◆ What the task requires ◆
Pick out each line with the word "When" from the material that follows.

____________________

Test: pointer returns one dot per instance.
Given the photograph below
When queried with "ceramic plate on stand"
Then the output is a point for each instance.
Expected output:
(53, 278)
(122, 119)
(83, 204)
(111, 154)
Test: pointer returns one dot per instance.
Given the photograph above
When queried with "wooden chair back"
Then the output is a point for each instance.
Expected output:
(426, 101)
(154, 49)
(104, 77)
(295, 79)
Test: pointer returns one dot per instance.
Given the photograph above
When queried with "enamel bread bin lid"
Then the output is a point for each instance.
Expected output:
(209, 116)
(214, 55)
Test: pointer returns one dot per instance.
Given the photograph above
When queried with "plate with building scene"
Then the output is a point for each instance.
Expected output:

____________________

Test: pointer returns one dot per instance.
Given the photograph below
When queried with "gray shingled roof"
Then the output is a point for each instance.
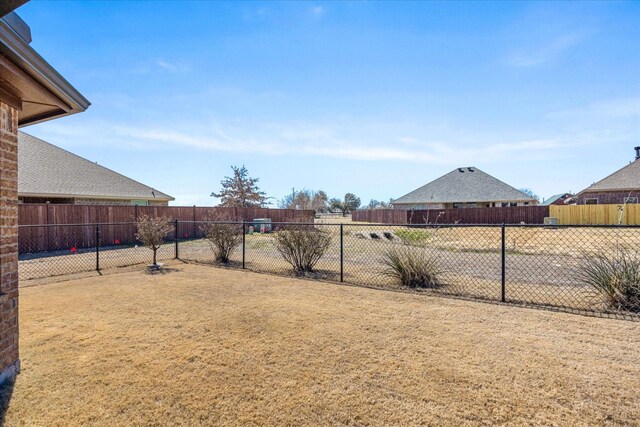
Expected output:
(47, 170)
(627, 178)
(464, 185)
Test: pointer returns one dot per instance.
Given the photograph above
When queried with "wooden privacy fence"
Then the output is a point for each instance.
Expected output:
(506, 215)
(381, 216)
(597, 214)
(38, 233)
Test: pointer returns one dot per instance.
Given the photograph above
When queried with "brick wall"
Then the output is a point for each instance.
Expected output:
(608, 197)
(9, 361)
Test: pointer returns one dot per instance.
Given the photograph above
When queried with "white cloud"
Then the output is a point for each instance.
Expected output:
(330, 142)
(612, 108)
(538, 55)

____________________

◆ Result of the task ◆
When queried with "ceramic plate on stand"
When queried with "wooden chair back"
When queried with "enamel bread bin lid"
When queried with "plate with building scene"
When queried with "gray shingled roof"
When queried with "wooden privacy fence"
When queried with "brick wall"
When queried with "white cloud"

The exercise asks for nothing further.